## Objective
All lines from the one with "Put a single dot on each instance of the power" to the end need to be copied exactly, with nothing before them.

## Provided records
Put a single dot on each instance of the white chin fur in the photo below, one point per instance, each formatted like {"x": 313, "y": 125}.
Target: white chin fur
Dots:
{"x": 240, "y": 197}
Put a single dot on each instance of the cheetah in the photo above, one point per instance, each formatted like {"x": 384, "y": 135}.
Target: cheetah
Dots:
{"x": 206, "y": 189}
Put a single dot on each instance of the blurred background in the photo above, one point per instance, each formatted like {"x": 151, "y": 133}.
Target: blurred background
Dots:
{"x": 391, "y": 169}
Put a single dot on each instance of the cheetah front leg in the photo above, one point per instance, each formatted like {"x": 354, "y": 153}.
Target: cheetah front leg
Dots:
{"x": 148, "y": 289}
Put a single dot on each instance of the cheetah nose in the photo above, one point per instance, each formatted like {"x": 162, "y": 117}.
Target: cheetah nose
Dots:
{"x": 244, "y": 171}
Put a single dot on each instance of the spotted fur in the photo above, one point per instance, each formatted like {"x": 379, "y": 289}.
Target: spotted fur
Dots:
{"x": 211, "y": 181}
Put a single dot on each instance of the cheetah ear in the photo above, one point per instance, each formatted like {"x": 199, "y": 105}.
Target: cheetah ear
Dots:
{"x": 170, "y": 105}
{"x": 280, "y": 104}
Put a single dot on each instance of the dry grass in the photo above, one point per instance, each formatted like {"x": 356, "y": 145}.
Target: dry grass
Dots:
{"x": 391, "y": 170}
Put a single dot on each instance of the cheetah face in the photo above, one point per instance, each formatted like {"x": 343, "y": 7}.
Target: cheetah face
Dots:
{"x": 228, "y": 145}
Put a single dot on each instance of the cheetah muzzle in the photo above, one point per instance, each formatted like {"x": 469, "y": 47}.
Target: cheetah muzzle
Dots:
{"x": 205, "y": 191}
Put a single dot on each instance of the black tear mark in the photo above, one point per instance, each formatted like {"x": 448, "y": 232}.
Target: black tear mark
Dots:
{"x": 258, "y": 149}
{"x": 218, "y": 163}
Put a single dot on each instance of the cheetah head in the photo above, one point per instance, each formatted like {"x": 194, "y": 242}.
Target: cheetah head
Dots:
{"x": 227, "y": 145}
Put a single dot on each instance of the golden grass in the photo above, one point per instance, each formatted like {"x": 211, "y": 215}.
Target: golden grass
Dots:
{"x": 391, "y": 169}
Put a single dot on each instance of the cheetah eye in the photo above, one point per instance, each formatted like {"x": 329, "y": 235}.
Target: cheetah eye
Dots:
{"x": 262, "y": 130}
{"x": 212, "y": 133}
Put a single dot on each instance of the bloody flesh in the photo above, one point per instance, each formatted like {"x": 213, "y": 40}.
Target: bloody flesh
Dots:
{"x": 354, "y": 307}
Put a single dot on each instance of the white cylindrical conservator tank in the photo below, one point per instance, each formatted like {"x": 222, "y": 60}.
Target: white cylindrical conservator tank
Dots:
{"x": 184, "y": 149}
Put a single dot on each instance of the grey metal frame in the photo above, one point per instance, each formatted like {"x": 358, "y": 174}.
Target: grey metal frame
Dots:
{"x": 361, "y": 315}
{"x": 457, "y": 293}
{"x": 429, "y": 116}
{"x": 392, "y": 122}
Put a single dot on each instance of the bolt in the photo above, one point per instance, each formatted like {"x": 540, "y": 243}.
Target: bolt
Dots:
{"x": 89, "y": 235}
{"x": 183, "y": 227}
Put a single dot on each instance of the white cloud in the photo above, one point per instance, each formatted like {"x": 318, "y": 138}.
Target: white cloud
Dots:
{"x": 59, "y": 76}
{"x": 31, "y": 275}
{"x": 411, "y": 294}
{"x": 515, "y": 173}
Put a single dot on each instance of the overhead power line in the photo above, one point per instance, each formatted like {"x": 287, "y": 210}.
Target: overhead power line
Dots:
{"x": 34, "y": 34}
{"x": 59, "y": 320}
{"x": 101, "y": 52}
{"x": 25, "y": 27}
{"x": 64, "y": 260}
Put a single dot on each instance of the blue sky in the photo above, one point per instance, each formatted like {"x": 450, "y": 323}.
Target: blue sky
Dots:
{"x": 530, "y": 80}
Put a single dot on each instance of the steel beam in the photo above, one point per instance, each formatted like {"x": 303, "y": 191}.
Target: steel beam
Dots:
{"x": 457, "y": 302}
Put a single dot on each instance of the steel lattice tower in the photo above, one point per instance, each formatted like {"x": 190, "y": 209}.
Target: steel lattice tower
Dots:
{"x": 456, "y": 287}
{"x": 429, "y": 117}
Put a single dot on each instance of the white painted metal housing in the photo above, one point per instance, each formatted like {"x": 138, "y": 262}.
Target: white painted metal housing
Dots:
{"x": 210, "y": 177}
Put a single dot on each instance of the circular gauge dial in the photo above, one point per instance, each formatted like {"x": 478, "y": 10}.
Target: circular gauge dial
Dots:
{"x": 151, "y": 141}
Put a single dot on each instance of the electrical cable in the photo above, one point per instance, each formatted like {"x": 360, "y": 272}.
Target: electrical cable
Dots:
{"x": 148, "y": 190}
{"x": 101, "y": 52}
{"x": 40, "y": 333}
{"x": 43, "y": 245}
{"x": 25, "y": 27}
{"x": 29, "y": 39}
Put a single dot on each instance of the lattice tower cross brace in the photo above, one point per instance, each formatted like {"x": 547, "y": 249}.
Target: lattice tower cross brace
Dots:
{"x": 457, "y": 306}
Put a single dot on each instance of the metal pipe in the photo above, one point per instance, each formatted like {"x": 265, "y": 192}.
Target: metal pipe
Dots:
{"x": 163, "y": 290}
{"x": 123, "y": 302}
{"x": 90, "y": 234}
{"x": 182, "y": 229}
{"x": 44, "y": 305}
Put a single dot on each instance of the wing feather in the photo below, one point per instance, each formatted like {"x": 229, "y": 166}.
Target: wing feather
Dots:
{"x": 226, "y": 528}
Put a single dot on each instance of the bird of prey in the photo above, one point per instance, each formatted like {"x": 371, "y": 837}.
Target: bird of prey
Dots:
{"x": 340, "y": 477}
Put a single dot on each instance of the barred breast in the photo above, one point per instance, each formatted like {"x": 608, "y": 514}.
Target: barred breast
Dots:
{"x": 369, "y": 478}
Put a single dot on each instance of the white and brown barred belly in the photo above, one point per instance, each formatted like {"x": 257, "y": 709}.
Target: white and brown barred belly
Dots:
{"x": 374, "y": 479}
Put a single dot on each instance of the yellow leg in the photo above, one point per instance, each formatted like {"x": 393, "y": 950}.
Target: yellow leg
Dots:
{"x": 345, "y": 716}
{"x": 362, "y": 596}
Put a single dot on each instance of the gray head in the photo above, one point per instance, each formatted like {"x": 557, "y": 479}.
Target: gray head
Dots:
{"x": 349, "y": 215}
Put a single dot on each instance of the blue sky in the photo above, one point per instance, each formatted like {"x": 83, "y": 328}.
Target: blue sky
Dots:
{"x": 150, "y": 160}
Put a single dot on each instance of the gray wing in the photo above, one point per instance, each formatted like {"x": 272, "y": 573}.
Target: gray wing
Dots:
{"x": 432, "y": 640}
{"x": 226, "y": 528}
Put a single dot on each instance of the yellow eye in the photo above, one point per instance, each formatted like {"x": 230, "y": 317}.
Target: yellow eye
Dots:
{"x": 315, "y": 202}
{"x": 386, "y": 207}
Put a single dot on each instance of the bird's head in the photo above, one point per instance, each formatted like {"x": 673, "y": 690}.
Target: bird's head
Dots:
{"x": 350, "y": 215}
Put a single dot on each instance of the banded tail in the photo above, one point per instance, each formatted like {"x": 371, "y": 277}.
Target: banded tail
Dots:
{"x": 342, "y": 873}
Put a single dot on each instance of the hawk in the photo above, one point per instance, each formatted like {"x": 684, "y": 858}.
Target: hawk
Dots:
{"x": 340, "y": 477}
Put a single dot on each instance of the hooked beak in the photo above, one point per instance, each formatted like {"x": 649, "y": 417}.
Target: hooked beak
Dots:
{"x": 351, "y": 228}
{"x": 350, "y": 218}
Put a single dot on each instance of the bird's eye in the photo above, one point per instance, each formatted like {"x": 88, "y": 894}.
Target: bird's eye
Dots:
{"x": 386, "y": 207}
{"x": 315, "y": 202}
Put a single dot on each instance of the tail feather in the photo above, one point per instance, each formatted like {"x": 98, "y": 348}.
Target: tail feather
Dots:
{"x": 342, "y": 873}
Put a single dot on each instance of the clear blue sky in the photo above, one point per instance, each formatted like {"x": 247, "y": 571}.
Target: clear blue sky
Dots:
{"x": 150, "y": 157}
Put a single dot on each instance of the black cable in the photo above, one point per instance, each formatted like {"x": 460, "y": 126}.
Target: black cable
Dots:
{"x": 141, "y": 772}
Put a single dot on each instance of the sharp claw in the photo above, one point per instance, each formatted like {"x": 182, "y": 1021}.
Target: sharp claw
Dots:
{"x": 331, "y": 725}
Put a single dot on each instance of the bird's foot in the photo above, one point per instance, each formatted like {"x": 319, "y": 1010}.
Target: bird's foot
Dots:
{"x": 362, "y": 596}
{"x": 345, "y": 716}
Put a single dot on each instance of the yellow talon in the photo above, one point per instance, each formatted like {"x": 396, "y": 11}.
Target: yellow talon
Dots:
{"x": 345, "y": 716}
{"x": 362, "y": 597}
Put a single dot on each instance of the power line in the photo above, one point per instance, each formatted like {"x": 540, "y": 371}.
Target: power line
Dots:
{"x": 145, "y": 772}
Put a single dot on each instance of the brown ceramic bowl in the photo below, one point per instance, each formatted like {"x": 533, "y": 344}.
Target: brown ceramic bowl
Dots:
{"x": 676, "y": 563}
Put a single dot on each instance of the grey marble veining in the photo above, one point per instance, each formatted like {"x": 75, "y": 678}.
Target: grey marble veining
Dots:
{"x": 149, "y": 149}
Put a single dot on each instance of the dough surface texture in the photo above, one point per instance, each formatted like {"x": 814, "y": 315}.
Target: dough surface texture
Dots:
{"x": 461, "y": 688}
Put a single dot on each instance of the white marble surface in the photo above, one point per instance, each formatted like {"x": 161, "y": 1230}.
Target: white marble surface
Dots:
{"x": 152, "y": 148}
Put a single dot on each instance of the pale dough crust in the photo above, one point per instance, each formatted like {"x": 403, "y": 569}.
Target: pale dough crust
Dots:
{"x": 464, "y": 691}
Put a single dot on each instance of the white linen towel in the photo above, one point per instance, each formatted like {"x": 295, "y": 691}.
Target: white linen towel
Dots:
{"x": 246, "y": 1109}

## Response
Put a single dot on each instance of the power line in the photo above, one point per instance, each formatted like {"x": 540, "y": 371}.
Target: power line
Dots:
{"x": 145, "y": 772}
Put a single dot on each instance of the brown ceramic bowl in the photo below, one point per instance, each formatted like {"x": 533, "y": 344}.
Target: brown ceramic bowl
Dots:
{"x": 676, "y": 563}
Put a single dot on each instance of the grey marble veining in the photo above, one point per instance, each formatted like {"x": 75, "y": 678}.
Target: grey marble veining
Dots:
{"x": 149, "y": 149}
Put a single dot on each instance of the dough surface texture in the photo above, one point per instance, each formatted like {"x": 814, "y": 315}.
Target: dough surface texture
Dots:
{"x": 461, "y": 688}
Put a single dot on each instance of the white marble surface in the photo above, one point per instance, each formatted like {"x": 161, "y": 1230}.
Target: white marble surface
Dots:
{"x": 152, "y": 148}
Put a single dot on each instance of the pale dough crust in the photo above, one point per instance, each formatted like {"x": 403, "y": 569}.
Target: pale dough crust
Dots:
{"x": 464, "y": 691}
Put a single dot on each instance of the white linen towel in the photo above, one point per instance, each formatted like {"x": 295, "y": 691}.
Target: white linen towel
Dots:
{"x": 246, "y": 1109}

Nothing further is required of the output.